### RECORDS SUPPLIED
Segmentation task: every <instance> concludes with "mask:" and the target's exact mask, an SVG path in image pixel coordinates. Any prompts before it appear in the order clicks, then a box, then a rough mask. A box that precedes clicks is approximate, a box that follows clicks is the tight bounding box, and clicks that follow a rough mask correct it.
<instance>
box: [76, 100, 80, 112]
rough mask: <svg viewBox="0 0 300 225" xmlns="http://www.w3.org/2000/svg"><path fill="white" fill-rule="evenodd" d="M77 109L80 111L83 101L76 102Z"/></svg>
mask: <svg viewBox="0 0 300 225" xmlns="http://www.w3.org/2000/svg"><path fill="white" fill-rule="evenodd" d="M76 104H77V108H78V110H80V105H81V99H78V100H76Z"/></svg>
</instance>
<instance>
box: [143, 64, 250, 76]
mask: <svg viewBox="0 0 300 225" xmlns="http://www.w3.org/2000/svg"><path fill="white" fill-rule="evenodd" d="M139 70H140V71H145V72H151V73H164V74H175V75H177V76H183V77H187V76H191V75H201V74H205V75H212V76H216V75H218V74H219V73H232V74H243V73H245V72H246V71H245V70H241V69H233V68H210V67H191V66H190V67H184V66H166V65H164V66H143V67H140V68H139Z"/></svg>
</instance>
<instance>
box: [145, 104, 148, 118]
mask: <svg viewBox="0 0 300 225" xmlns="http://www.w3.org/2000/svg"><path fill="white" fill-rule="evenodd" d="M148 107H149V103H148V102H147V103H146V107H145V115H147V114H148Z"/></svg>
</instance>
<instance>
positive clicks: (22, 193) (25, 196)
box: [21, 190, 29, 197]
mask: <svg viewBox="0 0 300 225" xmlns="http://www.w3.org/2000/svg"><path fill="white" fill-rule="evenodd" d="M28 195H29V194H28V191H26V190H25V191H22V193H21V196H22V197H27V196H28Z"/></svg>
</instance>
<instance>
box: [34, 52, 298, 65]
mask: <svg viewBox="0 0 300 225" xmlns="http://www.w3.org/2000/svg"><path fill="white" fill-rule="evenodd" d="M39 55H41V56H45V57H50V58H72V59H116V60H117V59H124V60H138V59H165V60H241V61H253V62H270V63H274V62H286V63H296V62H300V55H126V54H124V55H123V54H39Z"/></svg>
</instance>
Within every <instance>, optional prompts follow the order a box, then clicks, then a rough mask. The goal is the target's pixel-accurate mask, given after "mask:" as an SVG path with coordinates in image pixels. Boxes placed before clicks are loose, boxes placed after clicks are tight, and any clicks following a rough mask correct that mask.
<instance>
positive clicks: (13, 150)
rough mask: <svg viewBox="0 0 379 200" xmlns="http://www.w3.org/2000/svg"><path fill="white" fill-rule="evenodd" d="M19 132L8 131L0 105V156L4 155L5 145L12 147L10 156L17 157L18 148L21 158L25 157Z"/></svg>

### TASK TO COMPLETE
Word for word, transcribe each record.

### RESULT OF THE TASK
Segmentation task: every <instance> concludes with "mask:" and the target's exact mask, an SVG path in image pixel coordinates. Any prompts before it appear in the order clicks, then a box, then a rough mask. A box that precedes clicks is approximate, a box that follows clicks is the tight bounding box, and clicks that follow a rough mask correct it.
<instance>
box: [76, 100, 80, 112]
rough mask: <svg viewBox="0 0 300 225" xmlns="http://www.w3.org/2000/svg"><path fill="white" fill-rule="evenodd" d="M77 109L80 111L83 101L76 102Z"/></svg>
mask: <svg viewBox="0 0 300 225" xmlns="http://www.w3.org/2000/svg"><path fill="white" fill-rule="evenodd" d="M76 104H77V108H78V110H80V105H81V99H78V100H76Z"/></svg>
</instance>
<instance>
box: [143, 64, 250, 76]
mask: <svg viewBox="0 0 300 225" xmlns="http://www.w3.org/2000/svg"><path fill="white" fill-rule="evenodd" d="M139 70H140V71H145V72H151V73H164V74H175V75H177V76H183V77H187V76H191V75H201V74H205V75H212V76H216V75H218V74H219V73H232V74H243V73H245V72H246V71H245V70H241V69H233V68H210V67H191V66H190V67H184V66H166V65H164V66H143V67H140V68H139Z"/></svg>
</instance>
<instance>
box: [145, 104, 148, 118]
mask: <svg viewBox="0 0 300 225" xmlns="http://www.w3.org/2000/svg"><path fill="white" fill-rule="evenodd" d="M148 107H149V103H148V102H147V103H146V107H145V115H147V114H148Z"/></svg>
</instance>
<instance>
positive clicks: (22, 193) (25, 196)
box: [21, 190, 29, 197]
mask: <svg viewBox="0 0 300 225" xmlns="http://www.w3.org/2000/svg"><path fill="white" fill-rule="evenodd" d="M28 195H29V194H28V191H26V190H25V191H22V193H21V196H22V197H27V196H28Z"/></svg>
</instance>
<instance>
box: [34, 52, 298, 65]
mask: <svg viewBox="0 0 300 225" xmlns="http://www.w3.org/2000/svg"><path fill="white" fill-rule="evenodd" d="M39 55H41V56H45V57H50V58H72V59H116V60H117V59H124V60H138V59H165V60H241V61H253V62H270V63H274V62H286V63H296V62H300V55H126V54H124V55H123V54H39Z"/></svg>
</instance>
Within every <instance>, optional prompts follow the order a box, then clicks, then a rough mask. The goal is the target's pixel-accurate mask, given after "mask:" as an SVG path with coordinates in image pixels. Boxes placed before clicks are loose, boxes placed after clicks are tight, and any clicks following a rough mask correct that mask.
<instance>
positive clicks: (13, 150)
rough mask: <svg viewBox="0 0 379 200" xmlns="http://www.w3.org/2000/svg"><path fill="white" fill-rule="evenodd" d="M19 132L8 131L0 105V156L4 155L5 145L12 147L10 156L17 157L18 148L21 158L25 157Z"/></svg>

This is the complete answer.